[Dataset records]
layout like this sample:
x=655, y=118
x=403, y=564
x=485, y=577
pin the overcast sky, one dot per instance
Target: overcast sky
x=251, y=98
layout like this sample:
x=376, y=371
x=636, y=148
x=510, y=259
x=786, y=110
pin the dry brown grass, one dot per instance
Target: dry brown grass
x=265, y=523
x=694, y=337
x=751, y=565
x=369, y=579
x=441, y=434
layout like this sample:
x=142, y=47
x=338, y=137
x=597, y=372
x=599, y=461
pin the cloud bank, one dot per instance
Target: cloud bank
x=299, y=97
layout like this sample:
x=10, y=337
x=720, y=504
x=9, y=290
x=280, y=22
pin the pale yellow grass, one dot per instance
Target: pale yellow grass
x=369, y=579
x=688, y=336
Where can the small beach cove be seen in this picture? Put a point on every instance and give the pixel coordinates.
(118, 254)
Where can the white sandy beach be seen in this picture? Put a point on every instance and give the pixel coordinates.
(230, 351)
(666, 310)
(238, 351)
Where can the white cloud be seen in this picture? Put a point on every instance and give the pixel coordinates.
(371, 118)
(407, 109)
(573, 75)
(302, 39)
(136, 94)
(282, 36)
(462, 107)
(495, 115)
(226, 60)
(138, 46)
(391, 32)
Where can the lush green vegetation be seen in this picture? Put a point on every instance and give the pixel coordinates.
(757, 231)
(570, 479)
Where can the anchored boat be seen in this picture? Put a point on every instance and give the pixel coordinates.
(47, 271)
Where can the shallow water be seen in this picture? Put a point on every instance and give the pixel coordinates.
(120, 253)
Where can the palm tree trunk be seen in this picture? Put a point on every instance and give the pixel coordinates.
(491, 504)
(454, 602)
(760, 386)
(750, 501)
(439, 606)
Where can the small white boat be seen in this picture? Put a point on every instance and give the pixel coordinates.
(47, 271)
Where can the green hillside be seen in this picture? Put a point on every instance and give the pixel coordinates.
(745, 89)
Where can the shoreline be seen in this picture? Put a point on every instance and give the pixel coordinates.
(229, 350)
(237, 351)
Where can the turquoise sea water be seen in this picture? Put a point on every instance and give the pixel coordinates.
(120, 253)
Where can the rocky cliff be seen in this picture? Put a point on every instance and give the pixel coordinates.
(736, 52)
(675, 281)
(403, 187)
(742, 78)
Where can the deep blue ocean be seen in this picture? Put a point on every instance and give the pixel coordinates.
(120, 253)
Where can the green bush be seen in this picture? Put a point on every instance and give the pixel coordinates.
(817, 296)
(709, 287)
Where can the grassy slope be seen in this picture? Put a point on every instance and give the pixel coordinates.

* **What you should do**
Repeat exactly the lines from the line containing "Where can the shallow" through the end of the listing above; both boundary lines are part of the output.

* **Response**
Where can the shallow water be seen in this picture? Put a point on every instance and give the pixel coordinates.
(120, 253)
Where can the palm tree trunk be seen in this picture? Put a point on every instance and give the pixel coordinates.
(491, 504)
(454, 602)
(760, 386)
(750, 501)
(439, 606)
Where can the small white boat be seen in this picture? Put a point on every instance and give the pixel coordinates.
(47, 271)
Where can the green hillside be seen in this picture? Put a point on every instance and give the pixel coordinates.
(745, 89)
Where can the shoreline be seen in this picture? Put a point on every instance and give the pixel coordinates.
(229, 350)
(237, 351)
Where can the turquoise sea water be seen in this picture? Put a point on every instance and give the pixel coordinates.
(120, 253)
Where can the rocky cliff be seen in this picture? Put a point on every instance and give the pixel coordinates.
(736, 52)
(675, 281)
(403, 187)
(742, 78)
Where can the deep blue ocean be seen in this picture? Put a point on every instance and give the pixel coordinates.
(120, 253)
Where can the green bush be seen in this picture? Put a point on every instance and give the pixel coordinates.
(817, 296)
(709, 287)
Where can the grassy slope be seen in this picture? Put a point on every instance and give the pixel coordinates.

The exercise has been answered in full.